— Begin SELECTED PASSAGE —

POPAYÁN, Colombia—There was still one day to go before Halloween when the latest horror show started here in a troubled province called Cauca. Just before dawn on Oct. 30, six men wearing balaclavas and carrying assault rifles turned their motorcycles down the long dirt path that led to the homestead of community president Álvaro Narváez.
The men surrounded the house on the outskirts of the small village called Vado and opened fire without warning. Narváez’s daughter and sister were killed outright. His son-in-law made it out the back door, but he didn’t get far, as the young man’s bullet-riddled corpse was found just a hundred yards away. Narváez’s 7-year-old grandson, whom we’ll call Camilo, survived by using the old horror movie trope of hiding in a cupboard.

— End SELECTED PASSAGE —
— Begin EXTRACTED ENTRIES —

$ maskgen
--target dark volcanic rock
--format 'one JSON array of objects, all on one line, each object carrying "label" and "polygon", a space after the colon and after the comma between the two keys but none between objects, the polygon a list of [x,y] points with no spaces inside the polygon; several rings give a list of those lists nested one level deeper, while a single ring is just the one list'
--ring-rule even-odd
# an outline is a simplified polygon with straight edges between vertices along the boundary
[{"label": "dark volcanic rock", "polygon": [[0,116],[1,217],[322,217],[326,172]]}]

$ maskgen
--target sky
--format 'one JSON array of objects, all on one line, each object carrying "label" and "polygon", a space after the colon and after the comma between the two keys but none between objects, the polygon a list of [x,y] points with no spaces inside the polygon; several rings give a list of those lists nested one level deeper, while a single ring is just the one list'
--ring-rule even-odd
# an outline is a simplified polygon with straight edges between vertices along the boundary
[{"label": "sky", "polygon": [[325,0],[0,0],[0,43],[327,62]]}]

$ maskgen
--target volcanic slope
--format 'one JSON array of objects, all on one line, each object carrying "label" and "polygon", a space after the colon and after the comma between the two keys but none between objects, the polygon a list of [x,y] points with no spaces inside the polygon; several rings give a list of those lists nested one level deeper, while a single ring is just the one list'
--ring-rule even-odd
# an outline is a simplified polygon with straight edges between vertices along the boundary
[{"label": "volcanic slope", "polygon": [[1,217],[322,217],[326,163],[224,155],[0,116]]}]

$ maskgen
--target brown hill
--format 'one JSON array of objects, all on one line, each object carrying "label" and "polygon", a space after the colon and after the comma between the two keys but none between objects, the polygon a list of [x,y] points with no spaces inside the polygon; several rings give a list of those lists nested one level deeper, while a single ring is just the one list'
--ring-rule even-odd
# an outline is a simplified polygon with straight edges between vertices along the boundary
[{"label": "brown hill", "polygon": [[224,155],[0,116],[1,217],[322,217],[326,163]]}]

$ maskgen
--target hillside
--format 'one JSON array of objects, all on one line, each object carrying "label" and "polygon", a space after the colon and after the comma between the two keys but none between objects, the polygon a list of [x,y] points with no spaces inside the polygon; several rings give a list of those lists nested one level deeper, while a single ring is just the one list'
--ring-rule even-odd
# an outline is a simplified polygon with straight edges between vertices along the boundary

— End EXTRACTED ENTRIES —

→ **JOB 1**
Answer these about the Cauca passage:
(a) On what date did the attack take place?
(b) How many men rode to the homestead?
(c) Where did the grandson hide to survive?
→ **JOB 2**
Please report every line of the entries that contains the string "volcanic". Case counts.
The Cauca passage and the entries are unrelated to each other.

→ **EXERCISE RESPONSE 1**
(a) Oct. 30
(b) Six
(c) In a cupboard

→ **EXERCISE RESPONSE 2**
--target dark volcanic rock
[{"label": "dark volcanic rock", "polygon": [[0,116],[1,217],[322,217],[326,172]]}]
--target volcanic slope
[{"label": "volcanic slope", "polygon": [[1,217],[322,217],[326,163],[224,155],[0,116]]}]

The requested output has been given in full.